AIM =
Locate every line in the listing below that contains the word "white", and copy each of those lines. Count only matches with the same capitalization.

|---|

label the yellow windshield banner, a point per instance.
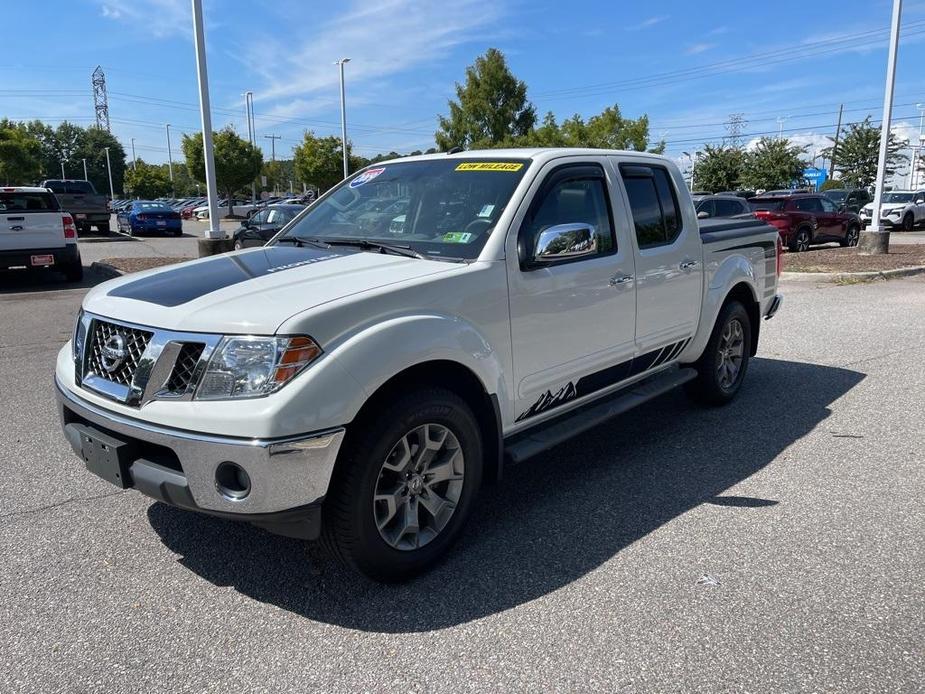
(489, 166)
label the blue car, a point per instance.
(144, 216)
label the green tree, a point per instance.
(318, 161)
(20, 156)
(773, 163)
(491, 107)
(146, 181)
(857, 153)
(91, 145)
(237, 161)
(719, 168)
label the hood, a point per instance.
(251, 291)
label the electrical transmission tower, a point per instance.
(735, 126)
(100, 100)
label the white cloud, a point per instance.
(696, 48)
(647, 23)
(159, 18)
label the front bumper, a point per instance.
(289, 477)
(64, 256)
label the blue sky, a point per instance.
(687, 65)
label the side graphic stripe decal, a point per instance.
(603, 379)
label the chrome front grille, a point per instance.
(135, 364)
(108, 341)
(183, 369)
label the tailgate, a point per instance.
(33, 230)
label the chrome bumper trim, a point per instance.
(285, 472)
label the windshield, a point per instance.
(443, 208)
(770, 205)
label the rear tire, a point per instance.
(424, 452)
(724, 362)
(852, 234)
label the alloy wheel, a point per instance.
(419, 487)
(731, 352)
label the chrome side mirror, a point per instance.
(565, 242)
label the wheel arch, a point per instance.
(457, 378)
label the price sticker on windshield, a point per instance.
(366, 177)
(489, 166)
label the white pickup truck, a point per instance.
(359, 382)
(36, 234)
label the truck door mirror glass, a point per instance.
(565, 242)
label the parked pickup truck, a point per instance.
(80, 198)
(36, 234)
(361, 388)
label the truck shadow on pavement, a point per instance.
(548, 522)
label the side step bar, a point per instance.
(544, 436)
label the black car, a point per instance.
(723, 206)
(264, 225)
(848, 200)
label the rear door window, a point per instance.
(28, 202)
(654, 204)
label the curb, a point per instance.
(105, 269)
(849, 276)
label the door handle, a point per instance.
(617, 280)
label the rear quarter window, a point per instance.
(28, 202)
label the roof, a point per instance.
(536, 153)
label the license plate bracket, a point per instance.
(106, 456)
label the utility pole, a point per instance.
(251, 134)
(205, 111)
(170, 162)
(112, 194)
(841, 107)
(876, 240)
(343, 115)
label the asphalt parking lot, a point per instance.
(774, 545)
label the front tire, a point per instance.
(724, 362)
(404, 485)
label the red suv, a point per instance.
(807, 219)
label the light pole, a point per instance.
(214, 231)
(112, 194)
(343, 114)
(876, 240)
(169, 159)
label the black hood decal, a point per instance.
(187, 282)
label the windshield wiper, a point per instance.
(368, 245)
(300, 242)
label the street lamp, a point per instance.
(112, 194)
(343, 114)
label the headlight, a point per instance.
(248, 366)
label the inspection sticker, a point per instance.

|---|

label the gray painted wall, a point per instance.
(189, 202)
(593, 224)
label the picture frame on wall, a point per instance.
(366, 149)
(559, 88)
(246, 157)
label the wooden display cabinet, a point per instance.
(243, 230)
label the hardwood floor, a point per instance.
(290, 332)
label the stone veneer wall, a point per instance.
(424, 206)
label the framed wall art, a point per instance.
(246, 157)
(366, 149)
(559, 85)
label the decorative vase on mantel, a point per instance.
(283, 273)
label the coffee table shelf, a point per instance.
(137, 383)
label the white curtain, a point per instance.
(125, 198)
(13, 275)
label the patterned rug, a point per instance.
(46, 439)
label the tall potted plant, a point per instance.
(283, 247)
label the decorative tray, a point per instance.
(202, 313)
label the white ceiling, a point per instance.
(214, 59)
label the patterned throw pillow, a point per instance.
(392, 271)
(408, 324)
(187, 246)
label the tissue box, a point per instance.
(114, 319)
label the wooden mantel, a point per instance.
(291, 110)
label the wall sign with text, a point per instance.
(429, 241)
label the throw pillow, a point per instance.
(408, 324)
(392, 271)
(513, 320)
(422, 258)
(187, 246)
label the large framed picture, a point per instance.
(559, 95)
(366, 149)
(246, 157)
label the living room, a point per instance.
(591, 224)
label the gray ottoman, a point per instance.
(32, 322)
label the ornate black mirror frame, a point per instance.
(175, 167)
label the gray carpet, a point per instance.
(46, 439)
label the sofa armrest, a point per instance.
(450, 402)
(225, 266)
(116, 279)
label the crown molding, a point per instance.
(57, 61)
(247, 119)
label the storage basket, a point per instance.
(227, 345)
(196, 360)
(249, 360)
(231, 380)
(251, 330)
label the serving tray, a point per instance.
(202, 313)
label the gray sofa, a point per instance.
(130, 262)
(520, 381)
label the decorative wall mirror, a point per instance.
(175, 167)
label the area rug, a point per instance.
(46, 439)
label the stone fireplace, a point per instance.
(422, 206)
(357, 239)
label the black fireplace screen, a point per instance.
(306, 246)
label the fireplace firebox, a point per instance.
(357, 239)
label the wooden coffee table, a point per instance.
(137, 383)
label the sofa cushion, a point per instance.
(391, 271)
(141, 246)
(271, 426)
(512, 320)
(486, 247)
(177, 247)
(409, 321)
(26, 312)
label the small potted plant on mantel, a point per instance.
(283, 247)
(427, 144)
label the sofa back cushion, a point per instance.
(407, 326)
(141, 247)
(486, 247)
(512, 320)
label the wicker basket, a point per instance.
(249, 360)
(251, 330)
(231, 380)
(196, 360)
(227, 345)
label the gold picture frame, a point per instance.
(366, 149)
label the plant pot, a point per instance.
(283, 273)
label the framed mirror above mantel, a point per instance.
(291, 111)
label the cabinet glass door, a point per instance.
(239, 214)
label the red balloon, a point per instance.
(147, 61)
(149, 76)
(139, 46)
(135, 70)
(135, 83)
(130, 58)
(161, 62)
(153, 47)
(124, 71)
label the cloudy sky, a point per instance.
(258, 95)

|---|

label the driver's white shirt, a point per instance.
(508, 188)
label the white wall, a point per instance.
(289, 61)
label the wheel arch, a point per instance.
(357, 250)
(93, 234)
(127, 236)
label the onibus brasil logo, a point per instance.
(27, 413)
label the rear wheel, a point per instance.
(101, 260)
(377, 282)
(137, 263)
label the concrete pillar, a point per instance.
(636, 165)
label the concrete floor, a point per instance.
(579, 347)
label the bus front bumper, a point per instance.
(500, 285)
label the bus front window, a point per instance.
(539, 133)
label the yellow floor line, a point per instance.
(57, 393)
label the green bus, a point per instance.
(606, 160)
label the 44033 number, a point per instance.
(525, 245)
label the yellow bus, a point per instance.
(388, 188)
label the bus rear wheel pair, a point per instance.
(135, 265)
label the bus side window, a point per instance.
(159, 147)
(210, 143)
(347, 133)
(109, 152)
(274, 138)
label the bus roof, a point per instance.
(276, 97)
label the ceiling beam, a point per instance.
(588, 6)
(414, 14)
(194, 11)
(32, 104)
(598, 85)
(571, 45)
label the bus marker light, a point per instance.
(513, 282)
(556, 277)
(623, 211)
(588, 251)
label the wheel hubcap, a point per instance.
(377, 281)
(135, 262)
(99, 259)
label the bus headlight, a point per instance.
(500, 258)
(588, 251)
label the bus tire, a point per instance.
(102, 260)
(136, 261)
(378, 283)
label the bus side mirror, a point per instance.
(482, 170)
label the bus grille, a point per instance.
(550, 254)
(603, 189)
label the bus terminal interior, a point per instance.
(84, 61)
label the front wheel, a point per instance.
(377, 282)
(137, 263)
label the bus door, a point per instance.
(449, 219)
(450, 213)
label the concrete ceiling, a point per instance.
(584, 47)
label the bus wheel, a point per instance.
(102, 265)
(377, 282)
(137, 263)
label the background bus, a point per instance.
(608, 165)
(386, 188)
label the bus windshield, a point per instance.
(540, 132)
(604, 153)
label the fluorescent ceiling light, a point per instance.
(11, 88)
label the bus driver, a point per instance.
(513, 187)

|---|

FULL RESPONSE =
label the white cloud, a point per instance.
label the white pickup truck, a point per instance.
label the white curtain, a point per instance.
label the white ceiling, a point per instance.
label the driver's white shirt, a point per instance.
label the white wall, a point per instance.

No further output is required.